-- Start of Supplied text --

Click here to Skip to main content
Click here to Skip to main content

A Simple Crawler Using C# Sockets

, 19 Mar 2006
Rate this:
Please Sign up or sign in to vote.
A multi-threaded simple crawler with C# sockets to solve the WebRequest.GetResponse() locking problem.

Sample Image - Crawler.jpg

Contents

Introduction

A web crawler (also known as a web spider or ant) is a program, which browses the World Wide Web in a methodical, automated manner. Web crawlers are mainly used to create a copy of all the visited pages for later processing by a search engine, that will index the downloaded pages to provide fast searches. Crawlers can also be used for automating maintenance tasks on a web site, such as checking links, or validating HTML code. Also, crawlers can be used to gather specific types of information from Web pages, such as harvesting e-mail addresses (usually for spam).

Crawler Overview

In this article, I will introduce a simple Web crawler with a simple interface, to describe the crawling story in a simple C# program. My crawler takes the input interface of any Internet navigator to simplify the process. The user just has to input the URL to be crawled in the navigation bar, and click "Go".

Web Crawler Architecture from Wikipedia, the free encyclopedia

The crawler has a URL queue that is equivalent to the URL server in any large scale search engine. The crawler works with multiple threads to fetch URLs from the crawler queue. Then the retrieved pages are saved in a storage area as shown in the figure.

The fetched URLs are requested from the Web using a C# Sockets library to avoid locking in any other C# libraries. The retrieved pages are parsed to extract new URL references to be put in the crawler queue, again to a certain depth defined in the Settings.

In the next sections, I will describe the program views, and discuss some technical points related to the interface.

Crawler Views

My simple crawler contains three views that can follow the crawling process, check the details, and view the crawling errors.

-- End of Supplied text --
-- Start of Rows --

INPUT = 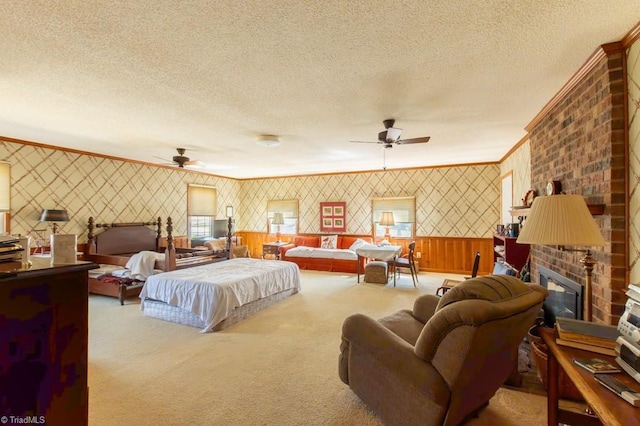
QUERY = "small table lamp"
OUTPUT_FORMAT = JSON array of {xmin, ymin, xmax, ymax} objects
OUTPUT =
[
  {"xmin": 516, "ymin": 195, "xmax": 605, "ymax": 321},
  {"xmin": 271, "ymin": 213, "xmax": 284, "ymax": 243},
  {"xmin": 380, "ymin": 212, "xmax": 396, "ymax": 241},
  {"xmin": 38, "ymin": 209, "xmax": 69, "ymax": 234}
]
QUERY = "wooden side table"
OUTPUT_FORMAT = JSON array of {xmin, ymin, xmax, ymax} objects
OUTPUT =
[
  {"xmin": 540, "ymin": 328, "xmax": 640, "ymax": 426},
  {"xmin": 262, "ymin": 241, "xmax": 288, "ymax": 260}
]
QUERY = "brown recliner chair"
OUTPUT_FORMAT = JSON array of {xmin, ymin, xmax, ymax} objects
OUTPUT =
[{"xmin": 338, "ymin": 275, "xmax": 547, "ymax": 426}]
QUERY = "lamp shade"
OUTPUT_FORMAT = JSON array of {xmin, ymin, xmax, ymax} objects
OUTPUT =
[
  {"xmin": 380, "ymin": 212, "xmax": 396, "ymax": 226},
  {"xmin": 38, "ymin": 209, "xmax": 69, "ymax": 222},
  {"xmin": 271, "ymin": 213, "xmax": 284, "ymax": 225},
  {"xmin": 517, "ymin": 194, "xmax": 605, "ymax": 246}
]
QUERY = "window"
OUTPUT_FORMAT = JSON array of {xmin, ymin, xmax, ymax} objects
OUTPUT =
[
  {"xmin": 187, "ymin": 185, "xmax": 218, "ymax": 238},
  {"xmin": 371, "ymin": 197, "xmax": 416, "ymax": 238},
  {"xmin": 267, "ymin": 200, "xmax": 298, "ymax": 235}
]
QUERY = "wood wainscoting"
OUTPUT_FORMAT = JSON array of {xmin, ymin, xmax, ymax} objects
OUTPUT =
[{"xmin": 236, "ymin": 231, "xmax": 493, "ymax": 275}]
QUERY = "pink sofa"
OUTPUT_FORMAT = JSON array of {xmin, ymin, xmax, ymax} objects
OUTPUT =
[{"xmin": 280, "ymin": 235, "xmax": 373, "ymax": 274}]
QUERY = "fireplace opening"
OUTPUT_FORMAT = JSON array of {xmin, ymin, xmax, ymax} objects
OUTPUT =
[{"xmin": 538, "ymin": 266, "xmax": 583, "ymax": 327}]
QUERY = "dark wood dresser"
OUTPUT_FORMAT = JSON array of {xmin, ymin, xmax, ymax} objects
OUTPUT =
[{"xmin": 0, "ymin": 258, "xmax": 98, "ymax": 425}]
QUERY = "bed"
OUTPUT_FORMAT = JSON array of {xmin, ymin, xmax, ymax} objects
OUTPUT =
[
  {"xmin": 84, "ymin": 217, "xmax": 229, "ymax": 305},
  {"xmin": 140, "ymin": 258, "xmax": 300, "ymax": 332}
]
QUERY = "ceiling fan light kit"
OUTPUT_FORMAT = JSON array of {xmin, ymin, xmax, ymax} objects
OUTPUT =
[
  {"xmin": 256, "ymin": 135, "xmax": 280, "ymax": 148},
  {"xmin": 351, "ymin": 118, "xmax": 431, "ymax": 148}
]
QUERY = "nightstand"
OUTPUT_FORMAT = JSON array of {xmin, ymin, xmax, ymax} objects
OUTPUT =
[{"xmin": 262, "ymin": 242, "xmax": 288, "ymax": 260}]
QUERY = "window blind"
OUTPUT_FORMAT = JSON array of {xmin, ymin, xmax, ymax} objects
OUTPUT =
[{"xmin": 187, "ymin": 185, "xmax": 218, "ymax": 216}]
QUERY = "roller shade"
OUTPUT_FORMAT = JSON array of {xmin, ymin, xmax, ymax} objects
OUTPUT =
[
  {"xmin": 371, "ymin": 197, "xmax": 416, "ymax": 223},
  {"xmin": 187, "ymin": 185, "xmax": 218, "ymax": 216}
]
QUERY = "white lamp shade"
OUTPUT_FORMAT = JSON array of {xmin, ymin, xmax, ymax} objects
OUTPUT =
[
  {"xmin": 0, "ymin": 162, "xmax": 11, "ymax": 212},
  {"xmin": 517, "ymin": 195, "xmax": 605, "ymax": 247}
]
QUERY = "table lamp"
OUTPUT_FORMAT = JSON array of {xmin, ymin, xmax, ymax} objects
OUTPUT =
[
  {"xmin": 38, "ymin": 209, "xmax": 69, "ymax": 234},
  {"xmin": 516, "ymin": 194, "xmax": 605, "ymax": 321},
  {"xmin": 271, "ymin": 213, "xmax": 284, "ymax": 243},
  {"xmin": 380, "ymin": 212, "xmax": 396, "ymax": 241}
]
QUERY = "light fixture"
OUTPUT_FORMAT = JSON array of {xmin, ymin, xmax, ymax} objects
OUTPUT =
[
  {"xmin": 256, "ymin": 135, "xmax": 280, "ymax": 148},
  {"xmin": 380, "ymin": 212, "xmax": 396, "ymax": 241},
  {"xmin": 516, "ymin": 195, "xmax": 605, "ymax": 321},
  {"xmin": 271, "ymin": 213, "xmax": 284, "ymax": 243},
  {"xmin": 38, "ymin": 209, "xmax": 69, "ymax": 234}
]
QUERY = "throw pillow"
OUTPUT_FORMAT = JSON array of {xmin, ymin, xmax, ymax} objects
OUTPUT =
[
  {"xmin": 320, "ymin": 235, "xmax": 338, "ymax": 249},
  {"xmin": 349, "ymin": 238, "xmax": 367, "ymax": 251},
  {"xmin": 492, "ymin": 262, "xmax": 516, "ymax": 277}
]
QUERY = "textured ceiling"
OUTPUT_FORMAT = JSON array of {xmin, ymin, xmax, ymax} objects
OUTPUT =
[{"xmin": 0, "ymin": 0, "xmax": 640, "ymax": 178}]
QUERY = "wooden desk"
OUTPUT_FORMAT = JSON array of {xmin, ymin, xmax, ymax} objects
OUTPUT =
[
  {"xmin": 0, "ymin": 258, "xmax": 98, "ymax": 425},
  {"xmin": 540, "ymin": 329, "xmax": 640, "ymax": 426},
  {"xmin": 356, "ymin": 244, "xmax": 402, "ymax": 287}
]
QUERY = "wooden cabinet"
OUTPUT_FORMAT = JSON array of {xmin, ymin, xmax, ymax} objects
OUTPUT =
[
  {"xmin": 493, "ymin": 235, "xmax": 529, "ymax": 271},
  {"xmin": 0, "ymin": 259, "xmax": 98, "ymax": 425}
]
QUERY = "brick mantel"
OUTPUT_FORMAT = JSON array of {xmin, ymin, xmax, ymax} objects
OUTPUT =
[{"xmin": 525, "ymin": 43, "xmax": 627, "ymax": 324}]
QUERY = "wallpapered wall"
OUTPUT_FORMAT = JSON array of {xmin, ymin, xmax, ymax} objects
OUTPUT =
[
  {"xmin": 500, "ymin": 139, "xmax": 544, "ymax": 206},
  {"xmin": 0, "ymin": 138, "xmax": 239, "ymax": 242},
  {"xmin": 627, "ymin": 41, "xmax": 640, "ymax": 283},
  {"xmin": 240, "ymin": 164, "xmax": 500, "ymax": 237},
  {"xmin": 0, "ymin": 138, "xmax": 500, "ymax": 242}
]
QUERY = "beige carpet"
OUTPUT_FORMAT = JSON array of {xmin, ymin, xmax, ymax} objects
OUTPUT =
[{"xmin": 89, "ymin": 271, "xmax": 546, "ymax": 426}]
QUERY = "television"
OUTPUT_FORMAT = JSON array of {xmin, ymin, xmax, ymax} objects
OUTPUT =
[{"xmin": 213, "ymin": 219, "xmax": 236, "ymax": 238}]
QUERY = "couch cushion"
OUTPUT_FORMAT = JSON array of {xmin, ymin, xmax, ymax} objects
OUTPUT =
[
  {"xmin": 293, "ymin": 235, "xmax": 320, "ymax": 247},
  {"xmin": 436, "ymin": 275, "xmax": 532, "ymax": 311}
]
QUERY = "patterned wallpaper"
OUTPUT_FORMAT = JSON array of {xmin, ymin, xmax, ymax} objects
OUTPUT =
[
  {"xmin": 0, "ymin": 138, "xmax": 239, "ymax": 242},
  {"xmin": 627, "ymin": 41, "xmax": 640, "ymax": 283},
  {"xmin": 500, "ymin": 139, "xmax": 532, "ymax": 206},
  {"xmin": 240, "ymin": 164, "xmax": 500, "ymax": 238},
  {"xmin": 0, "ymin": 138, "xmax": 500, "ymax": 242}
]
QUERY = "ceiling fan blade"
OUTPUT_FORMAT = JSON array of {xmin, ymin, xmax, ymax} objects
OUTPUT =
[
  {"xmin": 396, "ymin": 136, "xmax": 431, "ymax": 145},
  {"xmin": 385, "ymin": 127, "xmax": 402, "ymax": 142}
]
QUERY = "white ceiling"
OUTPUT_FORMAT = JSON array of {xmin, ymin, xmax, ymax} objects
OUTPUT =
[{"xmin": 0, "ymin": 0, "xmax": 640, "ymax": 178}]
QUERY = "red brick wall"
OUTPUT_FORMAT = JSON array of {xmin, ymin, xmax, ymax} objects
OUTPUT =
[{"xmin": 525, "ymin": 50, "xmax": 626, "ymax": 324}]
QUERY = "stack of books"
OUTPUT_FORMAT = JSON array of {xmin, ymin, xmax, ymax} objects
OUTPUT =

-- End of Rows --

=== What to work on ===
1. Decide whether each statement below agrees with the crawler article. For each, answer yes or no and quote the deciding words of the crawler article.
(a) The crawler fetches URLs from its queue using a single thread.
(b) Pages are requested from the Web through a C# Sockets library so that locking in other C# libraries is avoided.
(c) The crawler offers three views, one of which shows crawling errors.
2. Revise the passage of the crawler article starting at "In this article, I" and ending at "in the Settings.", substituting "several threads" for "multiple threads".

=== Results of the tasks ===
1.
(a) No: "The crawler works with multiple threads to fetch URLs from the crawler queue."
(b) Yes: "The fetched URLs are requested from the Web using a C# Sockets library to avoid locking in any other C# libraries."
(c) Yes: "My simple crawler contains three views that can follow the crawling process, check the details, and view the crawling errors."

2.
In this article, I will introduce a simple Web crawler with a simple interface, to describe the crawling story in a simple C# program. My crawler takes the input interface of any Internet navigator to simplify the process. The user just has to input the URL to be crawled in the navigation bar, and click "Go".

Web Crawler Architecture from Wikipedia, the free encyclopedia

The crawler has a URL queue that is equivalent to the URL server in any large scale search engine. The crawler works with several threads to fetch URLs from the crawler queue. Then the retrieved pages are saved in a storage area as shown in the figure.

The fetched URLs are requested from the Web using a C# Sockets library to avoid locking in any other C# libraries. The retrieved pages are parsed to extract new URL references to be put in the crawler queue, again to a certain depth defined in the Settings.